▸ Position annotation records
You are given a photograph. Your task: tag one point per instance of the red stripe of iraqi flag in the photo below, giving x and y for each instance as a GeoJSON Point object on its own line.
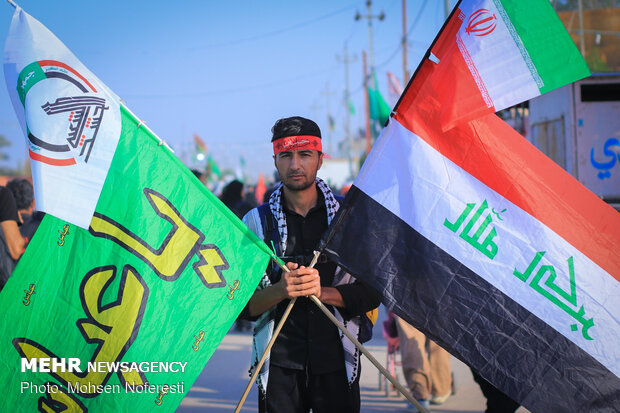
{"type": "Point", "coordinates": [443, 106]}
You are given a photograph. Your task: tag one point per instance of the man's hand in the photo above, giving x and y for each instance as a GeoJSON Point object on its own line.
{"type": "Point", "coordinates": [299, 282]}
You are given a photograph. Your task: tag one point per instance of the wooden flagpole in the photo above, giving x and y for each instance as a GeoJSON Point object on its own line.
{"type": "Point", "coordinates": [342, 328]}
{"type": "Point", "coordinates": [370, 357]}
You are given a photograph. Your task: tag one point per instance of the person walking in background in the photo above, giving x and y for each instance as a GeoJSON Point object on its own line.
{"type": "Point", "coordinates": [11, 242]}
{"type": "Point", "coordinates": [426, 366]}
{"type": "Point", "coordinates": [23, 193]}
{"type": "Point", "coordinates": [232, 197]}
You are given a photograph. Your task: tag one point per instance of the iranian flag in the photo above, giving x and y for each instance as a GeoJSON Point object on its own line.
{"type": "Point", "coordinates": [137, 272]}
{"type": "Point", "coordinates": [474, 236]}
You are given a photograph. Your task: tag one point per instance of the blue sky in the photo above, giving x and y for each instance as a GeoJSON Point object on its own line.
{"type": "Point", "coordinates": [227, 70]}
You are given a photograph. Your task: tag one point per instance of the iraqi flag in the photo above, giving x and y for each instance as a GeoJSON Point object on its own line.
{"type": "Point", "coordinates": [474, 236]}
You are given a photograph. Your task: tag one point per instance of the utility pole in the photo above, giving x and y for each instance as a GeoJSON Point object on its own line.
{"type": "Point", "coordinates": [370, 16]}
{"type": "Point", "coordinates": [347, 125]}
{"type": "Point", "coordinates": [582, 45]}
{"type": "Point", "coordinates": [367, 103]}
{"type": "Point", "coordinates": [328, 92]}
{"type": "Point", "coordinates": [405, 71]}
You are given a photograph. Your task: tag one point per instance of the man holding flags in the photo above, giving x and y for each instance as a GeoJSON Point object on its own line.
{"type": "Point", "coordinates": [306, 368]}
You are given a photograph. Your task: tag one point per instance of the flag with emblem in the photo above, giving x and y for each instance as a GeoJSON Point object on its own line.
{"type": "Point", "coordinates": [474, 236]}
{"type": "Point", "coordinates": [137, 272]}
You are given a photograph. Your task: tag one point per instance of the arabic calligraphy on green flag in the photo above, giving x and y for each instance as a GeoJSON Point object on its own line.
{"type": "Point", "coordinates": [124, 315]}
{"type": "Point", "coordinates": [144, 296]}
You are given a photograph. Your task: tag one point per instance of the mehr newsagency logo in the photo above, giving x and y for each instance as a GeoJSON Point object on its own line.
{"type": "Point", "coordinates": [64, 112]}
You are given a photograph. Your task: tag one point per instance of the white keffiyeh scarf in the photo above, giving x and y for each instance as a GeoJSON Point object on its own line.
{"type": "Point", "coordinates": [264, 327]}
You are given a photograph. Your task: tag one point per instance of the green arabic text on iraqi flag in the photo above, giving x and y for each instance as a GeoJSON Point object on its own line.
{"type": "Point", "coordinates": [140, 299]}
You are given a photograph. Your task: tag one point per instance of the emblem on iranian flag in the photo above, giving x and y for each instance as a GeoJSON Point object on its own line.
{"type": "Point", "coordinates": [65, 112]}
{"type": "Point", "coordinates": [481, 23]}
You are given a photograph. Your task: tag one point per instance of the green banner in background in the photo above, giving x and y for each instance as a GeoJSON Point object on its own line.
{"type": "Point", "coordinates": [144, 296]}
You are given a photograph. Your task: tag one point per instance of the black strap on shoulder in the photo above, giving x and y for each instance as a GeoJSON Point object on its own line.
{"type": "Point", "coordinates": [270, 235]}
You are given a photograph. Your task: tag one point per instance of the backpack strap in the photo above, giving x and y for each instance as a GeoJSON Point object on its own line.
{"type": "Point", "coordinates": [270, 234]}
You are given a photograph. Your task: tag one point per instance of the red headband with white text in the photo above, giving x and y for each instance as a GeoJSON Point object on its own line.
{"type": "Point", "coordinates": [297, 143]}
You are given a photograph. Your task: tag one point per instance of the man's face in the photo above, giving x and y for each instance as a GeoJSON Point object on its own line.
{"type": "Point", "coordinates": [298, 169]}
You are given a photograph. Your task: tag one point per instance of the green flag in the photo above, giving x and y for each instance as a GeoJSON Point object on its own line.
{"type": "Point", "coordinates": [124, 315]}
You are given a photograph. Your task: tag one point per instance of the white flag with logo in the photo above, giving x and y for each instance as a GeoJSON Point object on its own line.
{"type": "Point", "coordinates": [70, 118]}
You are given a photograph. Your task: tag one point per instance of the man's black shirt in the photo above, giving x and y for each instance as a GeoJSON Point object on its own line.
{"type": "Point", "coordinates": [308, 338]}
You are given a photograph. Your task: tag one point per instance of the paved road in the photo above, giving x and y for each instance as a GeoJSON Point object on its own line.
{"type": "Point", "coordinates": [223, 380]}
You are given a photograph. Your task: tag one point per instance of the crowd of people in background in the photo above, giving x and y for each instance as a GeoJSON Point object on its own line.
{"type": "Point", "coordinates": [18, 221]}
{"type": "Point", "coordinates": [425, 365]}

▸ Description of the task
Copy the records above exactly, leaving out every picture.

▸ Answer for the task
You are given a photograph. Your task: tag one point per instance of the red stripe of iraqi flag in the photo below, giving x and y for each instance as a GeoJSON Point object on its own line.
{"type": "Point", "coordinates": [443, 106]}
You are given a photograph. Your task: tag one point per instance of the man's hand in the photo above, giving x and y for each instance as a GeoJSON Point object on its own line.
{"type": "Point", "coordinates": [299, 282]}
You are given a photograph. Your task: tag one point per instance of the wooden flagpole in the photo above, giving x and y for each instance as a GeoJSON Point object on its own line.
{"type": "Point", "coordinates": [342, 328]}
{"type": "Point", "coordinates": [370, 357]}
You are given a photograph. Your task: tag one point per instance of the person walking in background in the photo above, giving x and y for each instance as a GeoJSON Point object on its own line.
{"type": "Point", "coordinates": [11, 242]}
{"type": "Point", "coordinates": [426, 366]}
{"type": "Point", "coordinates": [23, 193]}
{"type": "Point", "coordinates": [232, 197]}
You are given a photograph. Your task: tag one point per instance of the iranian flag in the photo above, giving x and y for each instance as a GeoJSON Point object on its own line.
{"type": "Point", "coordinates": [137, 272]}
{"type": "Point", "coordinates": [474, 236]}
You are given a photograph. Your task: tag one point per instance of the blue sky in the photo above, giving x and y for each instance as a GeoJSON Point object on its own line.
{"type": "Point", "coordinates": [227, 70]}
You are given a photograph. Your task: tag one point per instance of the iraqi flag in the photo above, giving x and y for each instance as a GeoJSON Point object on its own line.
{"type": "Point", "coordinates": [474, 236]}
You are given a photograph. Your task: tag one point per instance of the utility pole in the photo above, giving x and y for each instance as a GeoJSON Point object on its own line.
{"type": "Point", "coordinates": [370, 16]}
{"type": "Point", "coordinates": [347, 125]}
{"type": "Point", "coordinates": [582, 45]}
{"type": "Point", "coordinates": [367, 103]}
{"type": "Point", "coordinates": [328, 92]}
{"type": "Point", "coordinates": [405, 71]}
You are given a photograph. Your task: tag one point per instance of the man holding flags in the photo above, giving x and y for each instance as a GeoJSON Point object on its own line.
{"type": "Point", "coordinates": [306, 368]}
You are given a photograph. Your task: tag one point per instance of the flag with emblem in the photo above, giving x and y for each instance as a GeoJSON Point object on its own line.
{"type": "Point", "coordinates": [474, 236]}
{"type": "Point", "coordinates": [137, 272]}
You are given a photograph. Your task: tag one point per instance of the arabic calligraphy on green flag in the photo above, giving x and y for each instance as a GeoJSON Point object on its own line.
{"type": "Point", "coordinates": [124, 315]}
{"type": "Point", "coordinates": [144, 296]}
You are given a photograph. Your task: tag one point per instance of the mehr newsagency logo in the photo above, giving x and y for each instance as a GeoJSON Point object on its own line.
{"type": "Point", "coordinates": [64, 112]}
You are given a photograph. Your task: tag one point per instance of the white keffiyeh scarf in the photo above, giving x and y for each instance as a GeoJSON Point object on its own line.
{"type": "Point", "coordinates": [264, 327]}
You are given a photograph. Your task: tag one point per instance of the green arabic text on iraqi flag in the photo above, giving x and y for each instance as a GeoJSON Point object on its own line.
{"type": "Point", "coordinates": [140, 299]}
You are given a photograph. Your task: tag one point per instance of the emblem on iranian flag in the photo above, giving x and y for each instance as a GeoJSON Point object on its own line.
{"type": "Point", "coordinates": [65, 112]}
{"type": "Point", "coordinates": [481, 23]}
You are given a photograph. Your task: tag one point per instance of the green banner in background in the photo above, giving x and y for each instance as a GeoJSON Point object on its own line.
{"type": "Point", "coordinates": [144, 296]}
You are given a photograph. Your task: tag one point per instance of the black strap on shoulder in the photo above, giving x and y for each instance as a GeoJSON Point object on its own line.
{"type": "Point", "coordinates": [270, 235]}
You are given a photograph. Your task: tag one point per instance of the backpack strap in the photo above, giving x and y for each instance as a GeoJSON Point object on its own line.
{"type": "Point", "coordinates": [270, 234]}
You are given a photograph. Your task: tag one point per instance of the red headband with white text in the photo above, giving x and y for each instance as a GeoJSON Point object on its own line.
{"type": "Point", "coordinates": [297, 143]}
You are given a photograph. Your task: tag one point per instance of the man's face in the photo above, giving x and y for each instance as a GeoJSON Point object on its own line.
{"type": "Point", "coordinates": [298, 169]}
You are given a photograph. Your task: tag one point per instance of the green flag in the photo above, giving x and y for each instance as a GeoJSON Point object on its own line.
{"type": "Point", "coordinates": [124, 315]}
You are given a photograph. Your task: tag one point per instance of the white flag with logo in the photo above, giving x and y for each instance as a GeoJSON Point object on its own line.
{"type": "Point", "coordinates": [70, 118]}
You are given a photograph. Your task: tag one point per instance of the man's black shirt in the photo above, giving x and y for each instance as a GeoJSON Point object on its own line.
{"type": "Point", "coordinates": [308, 338]}
You are given a photograph. Your task: tag one point per instance of the paved road in the photo above, giving x and y for each instance as a GeoJSON Point object on its own line.
{"type": "Point", "coordinates": [223, 380]}
You are given a photograph. Your task: tag one point per instance of the crowd of people in background in the photo above, giving x and y for each instance as a GeoJSON Point object on its own line.
{"type": "Point", "coordinates": [18, 221]}
{"type": "Point", "coordinates": [425, 365]}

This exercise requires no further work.